------ Provided data

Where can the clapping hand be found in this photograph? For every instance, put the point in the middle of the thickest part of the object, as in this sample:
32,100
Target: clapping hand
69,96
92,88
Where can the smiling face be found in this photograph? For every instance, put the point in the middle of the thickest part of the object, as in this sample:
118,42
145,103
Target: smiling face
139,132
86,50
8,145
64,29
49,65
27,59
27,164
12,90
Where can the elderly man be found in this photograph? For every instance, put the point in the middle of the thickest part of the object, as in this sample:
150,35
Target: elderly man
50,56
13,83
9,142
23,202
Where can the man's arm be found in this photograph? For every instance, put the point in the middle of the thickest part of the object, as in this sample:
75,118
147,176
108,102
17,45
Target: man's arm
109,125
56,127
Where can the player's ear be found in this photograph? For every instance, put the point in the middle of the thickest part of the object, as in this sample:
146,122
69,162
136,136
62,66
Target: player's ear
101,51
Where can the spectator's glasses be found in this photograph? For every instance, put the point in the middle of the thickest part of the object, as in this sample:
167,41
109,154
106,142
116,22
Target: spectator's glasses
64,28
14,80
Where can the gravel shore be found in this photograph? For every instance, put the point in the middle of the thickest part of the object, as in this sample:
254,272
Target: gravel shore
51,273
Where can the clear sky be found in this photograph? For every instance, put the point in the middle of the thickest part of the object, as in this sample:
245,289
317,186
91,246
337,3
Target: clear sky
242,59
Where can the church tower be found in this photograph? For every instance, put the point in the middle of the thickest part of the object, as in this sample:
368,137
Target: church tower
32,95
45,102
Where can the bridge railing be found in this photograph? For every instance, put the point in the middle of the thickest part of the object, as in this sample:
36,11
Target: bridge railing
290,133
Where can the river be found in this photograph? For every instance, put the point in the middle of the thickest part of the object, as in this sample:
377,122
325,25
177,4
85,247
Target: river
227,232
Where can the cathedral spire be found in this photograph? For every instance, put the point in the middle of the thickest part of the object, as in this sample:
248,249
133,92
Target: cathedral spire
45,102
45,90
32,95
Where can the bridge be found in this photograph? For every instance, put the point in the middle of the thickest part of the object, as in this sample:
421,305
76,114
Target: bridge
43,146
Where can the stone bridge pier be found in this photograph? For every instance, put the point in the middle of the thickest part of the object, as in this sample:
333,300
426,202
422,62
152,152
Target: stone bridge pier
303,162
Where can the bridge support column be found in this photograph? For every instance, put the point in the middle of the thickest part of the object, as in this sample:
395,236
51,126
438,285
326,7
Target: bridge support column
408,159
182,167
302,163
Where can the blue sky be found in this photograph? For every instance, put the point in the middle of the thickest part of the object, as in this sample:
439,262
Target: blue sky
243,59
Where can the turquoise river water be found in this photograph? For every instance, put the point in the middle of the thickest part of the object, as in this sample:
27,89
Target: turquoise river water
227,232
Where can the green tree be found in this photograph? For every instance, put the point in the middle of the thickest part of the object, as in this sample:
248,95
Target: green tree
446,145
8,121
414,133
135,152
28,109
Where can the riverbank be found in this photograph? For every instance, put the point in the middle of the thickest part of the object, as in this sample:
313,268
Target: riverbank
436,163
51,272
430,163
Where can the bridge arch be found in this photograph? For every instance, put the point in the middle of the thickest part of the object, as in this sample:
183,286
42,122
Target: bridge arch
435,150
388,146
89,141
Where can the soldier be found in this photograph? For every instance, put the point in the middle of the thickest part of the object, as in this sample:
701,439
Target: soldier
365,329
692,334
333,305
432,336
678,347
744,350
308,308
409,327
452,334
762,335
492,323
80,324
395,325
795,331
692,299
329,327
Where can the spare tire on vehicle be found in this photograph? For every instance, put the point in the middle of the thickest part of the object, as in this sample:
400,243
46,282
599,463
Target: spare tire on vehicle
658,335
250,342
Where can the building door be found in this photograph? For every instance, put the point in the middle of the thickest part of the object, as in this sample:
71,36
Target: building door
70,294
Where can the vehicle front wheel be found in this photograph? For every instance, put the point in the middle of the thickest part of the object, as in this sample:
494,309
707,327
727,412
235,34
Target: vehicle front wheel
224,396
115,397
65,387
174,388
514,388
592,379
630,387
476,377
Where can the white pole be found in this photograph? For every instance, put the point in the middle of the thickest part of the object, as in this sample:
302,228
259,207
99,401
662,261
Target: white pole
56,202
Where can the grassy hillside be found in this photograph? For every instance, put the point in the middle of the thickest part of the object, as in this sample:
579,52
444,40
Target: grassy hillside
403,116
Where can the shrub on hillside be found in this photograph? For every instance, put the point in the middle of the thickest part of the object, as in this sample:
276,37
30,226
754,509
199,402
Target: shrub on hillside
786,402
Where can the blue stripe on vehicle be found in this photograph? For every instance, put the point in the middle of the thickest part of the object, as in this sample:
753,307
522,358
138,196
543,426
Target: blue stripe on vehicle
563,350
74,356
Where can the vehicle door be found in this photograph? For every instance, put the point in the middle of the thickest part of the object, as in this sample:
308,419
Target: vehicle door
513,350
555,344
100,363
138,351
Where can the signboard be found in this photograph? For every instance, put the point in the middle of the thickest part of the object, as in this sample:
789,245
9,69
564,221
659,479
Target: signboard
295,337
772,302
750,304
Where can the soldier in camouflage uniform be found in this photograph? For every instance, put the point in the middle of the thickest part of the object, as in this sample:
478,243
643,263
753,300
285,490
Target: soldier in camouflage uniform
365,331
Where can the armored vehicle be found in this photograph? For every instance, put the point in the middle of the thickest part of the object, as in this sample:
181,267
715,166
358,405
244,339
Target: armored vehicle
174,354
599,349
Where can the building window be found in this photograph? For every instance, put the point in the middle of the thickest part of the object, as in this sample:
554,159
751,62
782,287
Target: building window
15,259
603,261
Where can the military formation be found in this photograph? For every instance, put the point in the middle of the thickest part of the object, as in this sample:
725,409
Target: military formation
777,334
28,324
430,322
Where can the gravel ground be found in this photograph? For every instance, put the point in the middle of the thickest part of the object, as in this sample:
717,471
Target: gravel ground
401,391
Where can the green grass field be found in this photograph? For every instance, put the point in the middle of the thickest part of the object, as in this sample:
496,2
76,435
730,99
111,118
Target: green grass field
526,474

------------

- _Assignment_:
Reproduce the entire listing. Keep every word as it is.

- _Solution to this task_:
Where can the clapping hand be found in this photograph? For every instance, put the point in the middle of the thickest part of the object, as in this sample:
32,100
Target: clapping hand
69,96
92,88
Where can the smiling face be found in this photograph? For every instance, put the point in the middle of the thickest part of the object, as in this sample:
118,42
145,103
Target: smiling face
139,132
86,50
8,145
64,29
49,65
27,59
27,164
12,90
Where can the elderly man be found in this photograph? For every instance, put the point in the middle of the thickest part of the object, as in this sample:
150,35
Target: elderly man
50,56
13,83
9,142
23,202
Where can the man's arm be found in this photograph? For every instance, put the point in the middle of the thickest part of the object, as in this sample:
75,118
147,176
108,102
17,45
Target: man's arm
109,125
56,127
Where can the player's ear be found in this photograph? For every instance, put the point in the middle of the thickest part of the object, as in this sample:
146,122
69,162
136,136
62,66
Target: player's ear
101,51
Where can the spectator's glasses be found in this photograph? For every instance, put the point in the middle of the thickest part of the object, as in this sample:
167,41
109,154
106,142
116,22
Target: spectator's glasses
64,28
14,80
Where can the gravel shore be found in this photograph? For every instance, put the point in the middle of the thickest part of the object, as in this sample:
254,272
Target: gravel shore
51,273
Where can the clear sky be found in this photograph? For every instance, put the point in the middle of the thickest part of the object, as in this sample:
245,289
317,186
91,246
337,3
Target: clear sky
242,59
Where can the church tower be found in this photograph? For every instance, put the point in the middle of the thickest part of the object, as in this sample:
368,137
Target: church tower
32,95
45,102
Where can the bridge railing be found in this photograph? For every instance, put the point in the middle of the thickest part of the object, as in this sample:
36,11
Target: bridge railing
290,133
Where can the river be found in this photograph? For every instance, put the point in the middle of the thickest part of the object, as in this sample:
377,122
325,25
177,4
85,247
Target: river
227,232
Where can the cathedral spire be found in this photograph? For every instance, put the point in the middle of the thickest part of the object, as in this sample:
248,249
133,92
Target: cathedral spire
45,102
45,90
32,95
Where can the bridge be found in this photograph? For every instance, put the point in the middle of the thickest part of the object, as in this sample:
421,305
76,114
Target: bridge
43,146
Where can the stone bridge pier be found in this photograph? For every instance, put the point in the middle of the thickest part of the object, as in this sample:
333,300
426,202
422,62
152,152
Target: stone bridge pier
303,162
Where can the bridge support column be found in this photograph? For every instance, put the point in the middle of the thickest part of the object, as in this sample:
395,236
51,126
438,285
326,7
Target: bridge support column
408,159
182,167
302,163
Where can the blue sky be found in this photograph? For every instance, put the point in the middle of the thickest part of the object, as in this sample:
439,262
Target: blue sky
243,59
Where can the turquoise river water be found in this photograph? For every instance, put the point in the middle of the thickest part of the object, as in this sample:
27,89
Target: turquoise river water
227,232
Where can the green tree be found in this photograph? For every instance, put the point in the middle of the thickest part of the object, as in this sample:
248,95
Target: green tree
446,145
8,121
414,133
135,152
28,109
Where can the riverbank be found in this photograph? For every instance, put the point in the middle of the thickest part of the object, as in this sample:
313,268
Target: riverbank
436,163
51,272
430,163
Where can the bridge arch be found in this photograph? For every instance, put the point in the middle of the thickest part of the object, as in this sample:
183,286
42,122
Target: bridge arch
435,150
388,146
89,141
Where can the soldier be found in this photograph? For every instance, put the point in the middle of the thickest part of the object, as in this sample:
701,439
Target: soldier
365,329
692,334
333,305
432,336
678,347
744,350
308,308
409,327
452,334
762,335
492,323
80,324
395,325
795,331
692,299
329,327
Where can the spare tire on vehicle be found in this photograph? For every instance, put the point in the middle of the thickest part of the object, as in this sample:
400,243
46,282
599,463
Target: spare tire on vehicle
658,335
250,342
Where can the building door be found in this photograph? For every instance, put the point in the middle of the thickest part of the object, as in this sample:
71,36
Target: building door
70,294
Where can the vehicle front wheel be found in this photograph? For every instance, put the point in the middle of the thickest part of the object, as in this sample:
494,309
707,327
727,412
235,34
Target: vehicle front wheel
224,396
115,397
65,387
174,388
514,388
592,379
630,387
476,377
Where can the white pole be found in this photograph? For every instance, put the point in the middle of the thickest part of the object, as in this sample:
302,228
259,207
99,401
662,261
Target: white pole
56,202
Where can the grassy hillside be found in this photograph? For every instance, put the point in the middle of the thickest part of the object, as in this sample:
579,52
444,40
Target: grassy hillside
403,116
Where can the shrub on hillside be found in this photograph? For every instance, put the point in the middle of the thickest part of the object, as in this sample:
276,37
30,226
754,509
199,402
Target: shrub on hillside
786,402
Where can the blue stripe on vehicle be found in this photograph? For every instance, put the point in the middle of the thickest part of the object, as in this sample:
753,307
522,358
138,196
543,426
Target: blue stripe on vehicle
563,350
74,356
Where can the vehicle door be found in this photograph? For every instance, put the point in the middle of the thickest part of the object, as in this sample:
308,419
Target: vehicle door
513,350
555,344
100,363
138,351
Where can the signboard be found in this photograph? For every instance, put the point in the middle of the thickest part of the object, as in this sample:
789,245
9,69
564,221
659,479
Target: signboard
295,337
772,302
750,304
Where can the soldier in camouflage uniform be found in this photograph? For every instance, put the point in the middle of the thickest part of the object, as in this sample:
478,243
643,263
753,300
285,490
Target: soldier in camouflage uniform
365,331
Where can the armored vehicle be found in this photograph? For every instance, put the point in the middle of the thickest part of the object, as in this sample:
181,267
715,166
358,405
244,339
Target: armored vehicle
174,354
599,349
Where can the building window be found in this photograph? For every instance, put the point in the middle of the thickest part of the object, as in this sample:
554,159
751,62
782,287
Target: building window
15,259
603,261
Where can the military formation be found in this photograph? For every instance, put the point in the middle of the thickest part of the object, as in this sample:
725,409
Target: military formation
777,334
28,324
430,322
Where can the gravel ground be found in this photograph? For every instance, put the point in the middle of the thickest part of the object, as in this sample:
717,471
Target: gravel ground
401,391
Where can the green grass field be found in this photograph? For every instance, put the point in the middle of the thickest part of the object, as in this sample:
496,2
76,435
730,99
111,118
Target: green grass field
526,474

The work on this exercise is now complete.